La contribution envoyée par l’anthropologue Yann-Philippe Tastevin rend compte d’une initiative développée à Dakar, en collaboration avec Kër Thiossane et son fablab Defko Ak Niëp, et Bassirou Wade. Ensemble, ils ont conçu et fabriqué un prototype de lave-mains qui peut être installé dans les espaces publics pour contribuer aux mesures hygiéno-sanitaires contre la Covid-19.

Une chronique commandée à Lionel Cordier, chercheur en science politique, fait irruption dans ce numéro d’urgence. Nous ne garantissons pas que cette nouvelle « section » sera à nouveau utilisée, mais la contingence et l’expérimentation de ce numéro et de notre situation actuelle le justifient et l’exigent. Lionel Cordier a également infiltré cette publication à travers le corpus de « descriptions12 » sous son alias Twitter @lioncordier.

Delphine Hyvrier propose une analyse historique des épistémologies de la modernité et de ses constructions culturelles du naturel. Margot Behr utilise la forme d’un texte intuitif où la recherche prend forme à travers des arguments et des outils situés. Corentin Brulé propose un regard panoramique sur les possibilités et les aspects contradictoires de l’ouverture dans le cadre des publications scientifiques. Dans la section anthologie, je présente deux manuels de survie élaborés à Cuba pendant la crise économique des années 1990 : le premier livre a été compilé par le gouvernement, le second est une réponse des citoyens, basée sur leurs besoins, leurs ressources et leurs pratiques.

Dessin par Thibault Le Page durant le worshop conduit par Benoît Verjat au CyDRe, 2020


  1. Le Monument continu est un projet architectural du groupe florentin Superstudio de 1969. Les dessins et photomontages questionnent le rôle totalisant de l’urbanisation ainsi que la crise idéologique et sociale apportées par la modernité. Il pourrait être décrit comme un mur habitable qui parcourt à l’infini la planète, généré sur une grille cartésienne qui réduit l’approche architecturale à un « état de neutralité absolue ». 

  2. En DSRD au CyDRe depuis 2019. 

  3. « Le mouvement #BlackLivesMatter a été fondé en 2013 en réaction à l’acquittement du meurtrier de Trayvon Martin. Black Lives Matter Global Network Foundation, Inc. est une organisation mondiale aux États-Unis, au Royaume-Uni et au Canada, dont la mission est d’éradiquer la suprématie blanche et de renforcer les pouvoirs locaux afin d’intervenir dans la violence infligée aux communautés noires par l’État et les justiciers autoproclamés. » [Source : www.blacklivesmatter.com/about]. 

  4. Département de la communication globale, « UN supporting “trapped” domestic violence victims during Covid-19 pandemic », Nations unies, 12 juin 2020 [consulté sur le site des Nations unies : www.un.org].

-------------------------

▸ **CONSIGNES DE RÉALISATION**
Reproduisez sans modification le passage du texte à étudier qui commence à « 1. Le Monument » et se termine à « CyDRe depuis 2019. ». Les entrées n'interviennent en rien dans ce travail.

▸ **Entrées contenues dans un jeu de données**
-------------------------

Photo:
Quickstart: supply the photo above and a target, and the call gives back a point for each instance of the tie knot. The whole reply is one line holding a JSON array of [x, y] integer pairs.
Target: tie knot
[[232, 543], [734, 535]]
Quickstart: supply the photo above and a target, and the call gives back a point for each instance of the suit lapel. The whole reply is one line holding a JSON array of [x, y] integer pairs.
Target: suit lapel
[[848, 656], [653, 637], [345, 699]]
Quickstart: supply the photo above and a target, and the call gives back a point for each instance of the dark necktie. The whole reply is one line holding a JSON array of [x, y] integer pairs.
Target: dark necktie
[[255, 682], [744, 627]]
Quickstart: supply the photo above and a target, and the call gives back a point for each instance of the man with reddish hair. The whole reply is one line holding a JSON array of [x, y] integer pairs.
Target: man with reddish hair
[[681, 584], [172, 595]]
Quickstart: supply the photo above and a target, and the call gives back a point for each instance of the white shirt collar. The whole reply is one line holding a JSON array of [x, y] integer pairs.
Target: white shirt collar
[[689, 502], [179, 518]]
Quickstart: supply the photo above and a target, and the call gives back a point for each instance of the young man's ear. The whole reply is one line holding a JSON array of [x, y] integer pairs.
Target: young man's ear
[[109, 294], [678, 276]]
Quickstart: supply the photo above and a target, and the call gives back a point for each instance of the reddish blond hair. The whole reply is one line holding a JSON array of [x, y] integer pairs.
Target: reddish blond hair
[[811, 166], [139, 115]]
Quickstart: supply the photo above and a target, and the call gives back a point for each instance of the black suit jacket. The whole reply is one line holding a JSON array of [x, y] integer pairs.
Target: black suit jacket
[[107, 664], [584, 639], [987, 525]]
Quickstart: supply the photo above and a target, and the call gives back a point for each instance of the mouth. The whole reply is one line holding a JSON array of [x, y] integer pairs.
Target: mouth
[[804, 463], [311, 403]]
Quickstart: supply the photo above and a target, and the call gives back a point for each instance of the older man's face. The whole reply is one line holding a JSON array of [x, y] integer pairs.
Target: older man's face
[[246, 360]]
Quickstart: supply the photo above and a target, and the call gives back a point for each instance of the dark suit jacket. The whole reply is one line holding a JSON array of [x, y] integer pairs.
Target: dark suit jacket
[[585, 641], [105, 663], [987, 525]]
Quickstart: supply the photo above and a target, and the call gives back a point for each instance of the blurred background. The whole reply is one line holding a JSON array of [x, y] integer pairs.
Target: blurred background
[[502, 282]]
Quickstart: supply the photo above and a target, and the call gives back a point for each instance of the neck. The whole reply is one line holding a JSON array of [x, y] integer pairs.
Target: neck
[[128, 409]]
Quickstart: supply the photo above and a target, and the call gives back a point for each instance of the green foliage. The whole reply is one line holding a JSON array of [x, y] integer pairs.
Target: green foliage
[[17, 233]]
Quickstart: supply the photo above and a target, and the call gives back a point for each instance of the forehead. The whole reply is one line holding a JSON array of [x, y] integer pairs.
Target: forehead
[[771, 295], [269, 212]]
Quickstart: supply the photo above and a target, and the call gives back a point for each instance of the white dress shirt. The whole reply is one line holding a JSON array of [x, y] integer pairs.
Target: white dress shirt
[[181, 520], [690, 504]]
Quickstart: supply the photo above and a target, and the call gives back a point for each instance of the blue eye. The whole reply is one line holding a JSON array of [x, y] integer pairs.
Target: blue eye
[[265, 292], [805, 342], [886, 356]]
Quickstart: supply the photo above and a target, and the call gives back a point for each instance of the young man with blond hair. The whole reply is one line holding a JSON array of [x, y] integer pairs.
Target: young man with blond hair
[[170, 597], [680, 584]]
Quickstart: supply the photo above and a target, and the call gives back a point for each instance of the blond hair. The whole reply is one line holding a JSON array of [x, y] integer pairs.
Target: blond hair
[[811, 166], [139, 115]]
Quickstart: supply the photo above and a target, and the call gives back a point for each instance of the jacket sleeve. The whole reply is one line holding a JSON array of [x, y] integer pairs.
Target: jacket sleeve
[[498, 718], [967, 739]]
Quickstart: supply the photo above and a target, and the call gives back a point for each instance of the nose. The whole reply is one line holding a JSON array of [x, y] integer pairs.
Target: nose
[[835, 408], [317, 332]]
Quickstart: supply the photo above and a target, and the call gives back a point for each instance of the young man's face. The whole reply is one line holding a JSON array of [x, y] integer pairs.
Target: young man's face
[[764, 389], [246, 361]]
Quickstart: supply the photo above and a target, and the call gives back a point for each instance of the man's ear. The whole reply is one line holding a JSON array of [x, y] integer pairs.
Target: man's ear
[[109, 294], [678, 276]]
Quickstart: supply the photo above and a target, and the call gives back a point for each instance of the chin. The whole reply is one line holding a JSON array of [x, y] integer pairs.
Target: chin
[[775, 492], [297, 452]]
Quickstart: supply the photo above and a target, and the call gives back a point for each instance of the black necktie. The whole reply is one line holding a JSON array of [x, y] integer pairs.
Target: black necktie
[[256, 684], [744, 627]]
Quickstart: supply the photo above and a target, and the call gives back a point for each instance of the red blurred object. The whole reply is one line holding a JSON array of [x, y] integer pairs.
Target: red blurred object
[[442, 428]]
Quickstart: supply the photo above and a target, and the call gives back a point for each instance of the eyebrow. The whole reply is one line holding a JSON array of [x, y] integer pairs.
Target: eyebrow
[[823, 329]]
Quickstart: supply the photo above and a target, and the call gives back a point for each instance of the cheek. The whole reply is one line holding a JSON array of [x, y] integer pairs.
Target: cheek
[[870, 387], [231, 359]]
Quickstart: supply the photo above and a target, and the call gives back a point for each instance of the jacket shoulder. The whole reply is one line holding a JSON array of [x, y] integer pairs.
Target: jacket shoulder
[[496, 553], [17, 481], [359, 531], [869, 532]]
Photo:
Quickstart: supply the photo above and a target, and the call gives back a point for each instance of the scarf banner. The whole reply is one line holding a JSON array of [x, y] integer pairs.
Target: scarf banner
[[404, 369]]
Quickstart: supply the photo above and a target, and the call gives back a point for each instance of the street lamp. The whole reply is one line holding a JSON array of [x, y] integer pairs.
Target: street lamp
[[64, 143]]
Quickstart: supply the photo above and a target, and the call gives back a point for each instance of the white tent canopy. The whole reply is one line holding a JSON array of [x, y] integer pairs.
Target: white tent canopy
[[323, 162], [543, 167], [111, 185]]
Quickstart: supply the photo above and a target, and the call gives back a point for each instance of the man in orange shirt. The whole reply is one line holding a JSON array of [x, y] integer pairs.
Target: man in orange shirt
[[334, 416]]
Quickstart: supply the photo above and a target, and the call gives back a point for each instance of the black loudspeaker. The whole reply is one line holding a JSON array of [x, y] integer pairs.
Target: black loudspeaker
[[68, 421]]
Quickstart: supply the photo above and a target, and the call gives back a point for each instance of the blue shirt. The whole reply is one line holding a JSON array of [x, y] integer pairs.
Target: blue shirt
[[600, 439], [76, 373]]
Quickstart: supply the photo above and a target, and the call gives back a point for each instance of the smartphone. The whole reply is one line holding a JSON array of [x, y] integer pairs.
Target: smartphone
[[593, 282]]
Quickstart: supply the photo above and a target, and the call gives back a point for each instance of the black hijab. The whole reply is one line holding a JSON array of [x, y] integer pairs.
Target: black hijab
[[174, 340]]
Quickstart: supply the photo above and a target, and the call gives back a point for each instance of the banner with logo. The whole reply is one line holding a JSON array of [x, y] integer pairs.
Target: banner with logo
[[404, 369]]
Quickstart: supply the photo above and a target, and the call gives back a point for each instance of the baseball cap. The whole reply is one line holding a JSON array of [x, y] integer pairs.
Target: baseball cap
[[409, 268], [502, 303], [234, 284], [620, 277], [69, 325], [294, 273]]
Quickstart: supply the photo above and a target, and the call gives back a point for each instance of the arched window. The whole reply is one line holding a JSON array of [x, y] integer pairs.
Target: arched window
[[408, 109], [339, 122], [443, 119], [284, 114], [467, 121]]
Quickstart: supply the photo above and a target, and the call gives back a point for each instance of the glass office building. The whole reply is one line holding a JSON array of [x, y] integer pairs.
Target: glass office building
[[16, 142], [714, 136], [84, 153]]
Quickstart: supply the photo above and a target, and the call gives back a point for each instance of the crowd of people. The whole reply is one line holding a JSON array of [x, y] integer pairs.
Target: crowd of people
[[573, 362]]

-------------------------

▸ **RÉSULTAT PRODUIT**
1. Le Monument continu est un projet architectural du groupe florentin Superstudio de 1969. Les dessins et photomontages questionnent le rôle totalisant de l’urbanisation ainsi que la crise idéologique et sociale apportées par la modernité. Il pourrait être décrit comme un mur habitable qui parcourt à l’infini la planète, généré sur une grille cartésienne qui réduit l’approche architecturale à un « état de neutralité absolue ». 

  2. En DSRD au CyDRe depuis 2019.